What the task requires
Update the FMU metadata notes below, starting at "For the general" and ending at "the modeling environment.", with "dictionary" changed to "mapping" wherever it appears.

Quoted text

▽

For the general model description, use meta. This argument is a dictionary that may contain the following keys:

  • "name": a string with the name of the model that will be shown in the modeling environment.
  • "description": a string with a brief model description; if omitted, the model’s comment is used.
  • "naming_convention": name convention used for names of variables. For details, see the FMI documentation. Currently included in the standard are:
    • "flat": a list of strings (default).
    • "structured": hierarchical names using dot separator, with array elements and derivative characterization.
  • "author": an string containing author’s name and organization.
  • "version": model version string.
  • "copyright": optional information on the intellectual property copyright for this FMU.
  • "license": optional information on the intellectual property licensing for this FMU.

For variable description, use inputs_meta and outputs_meta. If specified, variable description must be a list with length size_x (or size_f respectively). List element is a dictionary with the following keys (all keys are optional):

  • "name": name of the variable (string), optional. Default is "x[i]" for inputs, "f[i]" for outputs, where i is the index of this input or output in the training sample.

△

Entries
▽

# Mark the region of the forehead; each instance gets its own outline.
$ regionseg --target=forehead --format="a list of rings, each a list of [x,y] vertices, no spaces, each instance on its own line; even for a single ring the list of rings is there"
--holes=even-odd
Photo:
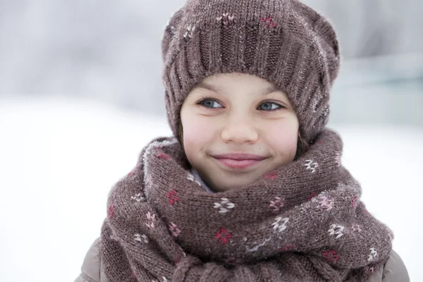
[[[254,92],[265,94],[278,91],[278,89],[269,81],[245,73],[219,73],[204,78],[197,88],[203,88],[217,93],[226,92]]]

△
▽

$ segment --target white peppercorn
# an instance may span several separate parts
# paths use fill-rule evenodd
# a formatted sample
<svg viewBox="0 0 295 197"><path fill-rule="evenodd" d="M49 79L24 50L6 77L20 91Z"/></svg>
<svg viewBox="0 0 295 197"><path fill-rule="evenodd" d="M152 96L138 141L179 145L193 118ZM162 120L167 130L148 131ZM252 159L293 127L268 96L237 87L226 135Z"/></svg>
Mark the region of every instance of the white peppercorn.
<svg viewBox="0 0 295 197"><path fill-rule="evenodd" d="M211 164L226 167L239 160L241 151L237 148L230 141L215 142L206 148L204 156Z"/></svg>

△

Result
For the general model description, use meta. This argument is a mapping that may contain the following keys:

  • "name": a string with the name of the model that will be shown in the modeling environment.